Short exercise → Reproduce the listing below line for line, changing nothing.

** Start **

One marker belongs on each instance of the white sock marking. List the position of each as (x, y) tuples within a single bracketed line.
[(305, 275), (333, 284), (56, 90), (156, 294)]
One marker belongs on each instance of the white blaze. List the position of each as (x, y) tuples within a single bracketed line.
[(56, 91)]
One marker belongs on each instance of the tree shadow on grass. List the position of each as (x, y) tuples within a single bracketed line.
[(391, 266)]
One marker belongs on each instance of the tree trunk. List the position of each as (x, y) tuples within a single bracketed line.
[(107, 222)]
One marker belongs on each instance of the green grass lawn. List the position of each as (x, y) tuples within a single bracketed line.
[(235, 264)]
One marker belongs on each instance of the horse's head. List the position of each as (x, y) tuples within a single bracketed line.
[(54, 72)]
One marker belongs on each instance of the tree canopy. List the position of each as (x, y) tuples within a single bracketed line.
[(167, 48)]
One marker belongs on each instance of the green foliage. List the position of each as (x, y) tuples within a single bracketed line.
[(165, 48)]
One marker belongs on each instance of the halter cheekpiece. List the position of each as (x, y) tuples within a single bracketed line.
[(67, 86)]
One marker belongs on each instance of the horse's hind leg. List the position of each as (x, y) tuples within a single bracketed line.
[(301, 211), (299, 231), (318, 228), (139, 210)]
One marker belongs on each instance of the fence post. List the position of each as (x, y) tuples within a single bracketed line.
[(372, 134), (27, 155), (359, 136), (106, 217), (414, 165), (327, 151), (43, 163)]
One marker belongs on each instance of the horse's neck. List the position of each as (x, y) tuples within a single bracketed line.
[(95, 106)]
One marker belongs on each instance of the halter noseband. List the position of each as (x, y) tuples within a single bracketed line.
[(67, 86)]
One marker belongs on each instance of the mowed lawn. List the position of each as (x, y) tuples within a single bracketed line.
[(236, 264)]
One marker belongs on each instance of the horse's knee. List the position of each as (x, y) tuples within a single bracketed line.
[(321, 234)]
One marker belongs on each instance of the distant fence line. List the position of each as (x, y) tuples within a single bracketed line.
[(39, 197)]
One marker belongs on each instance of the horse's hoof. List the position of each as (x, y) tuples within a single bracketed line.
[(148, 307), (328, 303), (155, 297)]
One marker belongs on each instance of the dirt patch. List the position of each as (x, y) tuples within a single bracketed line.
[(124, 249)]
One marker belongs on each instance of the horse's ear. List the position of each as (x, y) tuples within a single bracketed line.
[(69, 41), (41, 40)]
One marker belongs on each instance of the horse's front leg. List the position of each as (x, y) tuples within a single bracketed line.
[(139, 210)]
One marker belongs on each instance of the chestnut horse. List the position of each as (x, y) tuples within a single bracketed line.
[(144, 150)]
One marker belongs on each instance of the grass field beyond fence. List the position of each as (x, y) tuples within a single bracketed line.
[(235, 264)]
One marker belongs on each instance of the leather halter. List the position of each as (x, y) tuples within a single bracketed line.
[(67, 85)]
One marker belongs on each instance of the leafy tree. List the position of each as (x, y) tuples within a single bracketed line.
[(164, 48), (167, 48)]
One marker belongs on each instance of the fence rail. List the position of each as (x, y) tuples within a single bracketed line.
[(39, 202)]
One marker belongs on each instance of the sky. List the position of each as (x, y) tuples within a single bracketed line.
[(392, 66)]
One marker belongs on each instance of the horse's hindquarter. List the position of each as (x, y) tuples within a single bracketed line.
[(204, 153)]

** End **

Finished answer →
One marker belongs on each instance of the white sock marking. List the position of each as (x, y) tuples within a single bracketed line.
[(305, 275), (333, 284), (56, 90), (156, 294)]
One marker belongs on each instance of the white blaze. List the position of each as (x, y) tuples within a single bracketed line.
[(56, 91)]
One marker belongs on each instance of the tree shadow on grass. List the position of each as (x, y) tuples within a single bracketed line.
[(391, 266)]
One marker belongs on each instance of the tree trunk. List the position of each as (x, y) tuples within a single bracketed line.
[(107, 222)]
One marker belongs on each instance of the green grass lawn. List the position of each as (x, y) tuples within a single bracketed line.
[(235, 264)]
One marker belongs on each instance of the horse's head. List the position of each as (x, y) tuples within a single bracketed line.
[(54, 72)]
One marker belongs on each instance of the tree canopy. List the position of each as (x, y) tuples within a single bracketed line.
[(167, 48)]
One marker belongs on each instance of the green foliage. List the position of each as (x, y) tuples within a single bracketed line.
[(165, 48)]
One marker belongs on each instance of the halter cheekpiece. List the position of each as (x, y) tuples within a single bracketed line.
[(67, 86)]
One marker belongs on each instance of the horse's hind leg. List the position of each as (x, y) tuples within a single bracketed line.
[(301, 211), (299, 231), (318, 228), (139, 210)]
One marker belongs on each instance of the fence post. List the position of each as (x, y) tuples within a single bracketed line.
[(372, 134), (27, 155), (359, 136), (106, 217), (414, 165), (327, 151), (43, 163)]
One marker belongs on each instance of the horse's neck. List the position of each as (x, y) tuples within a single bracketed line.
[(95, 106)]
One marker belongs on each instance of the halter noseband. List the position of each as (x, y) tuples within a single bracketed line.
[(67, 86)]
One marker belongs on each instance of the mowed lawn. List the position of each as (x, y) tuples within a single bracketed line.
[(236, 264)]
One marker belongs on each instance of the horse's knee. List the position of each as (x, y) tuples within a single bracketed line.
[(321, 234)]
One marker belongs on each instance of the distant fence line. List the position of each as (x, y) tuples within a single bracketed line.
[(39, 197)]
One marker belongs on each instance of the horse's hoof. List the position of each as (x, y) tuples within a single bracketed line.
[(148, 307), (328, 303), (155, 297)]
One marker belongs on each instance of the dirt patch. List the position of each as (x, y) tuples within a single bracketed line.
[(124, 249)]
One marker belongs on each instance of the horse's ear. List the position of each as (x, y) tuples within a single bracketed line.
[(69, 41), (41, 40)]
One marker belongs on each instance of the horse's front leg. List the position of each as (x, y) tuples within a single bracketed line.
[(139, 210)]
One marker belongs on each instance of the chestnut horse. List the position of each as (x, y) tuples within a single bracketed line.
[(144, 150)]
One marker belongs on each instance of the grass field beyond fence. List the position of each as (x, y) tuples within a single bracketed line.
[(235, 264)]
One marker belongs on each instance of the leather halter. List the position of each as (x, y) tuples within a single bracketed line.
[(67, 85)]
One marker belongs on each instance of the leafy tree. List the position of each as (x, y) tuples within a single bracketed line.
[(164, 48), (167, 48)]
One marker belongs on each instance of the fence rail. List the position of each as (x, y) tuples within a single bracketed line.
[(39, 202)]
One marker belongs on each instance of the sky. List the position of each as (x, y) tuples within a single bracketed line.
[(392, 66)]
One marker belongs on each instance of the horse's hindquarter. List the position of each as (x, y) tuples within a single bracketed line.
[(204, 153)]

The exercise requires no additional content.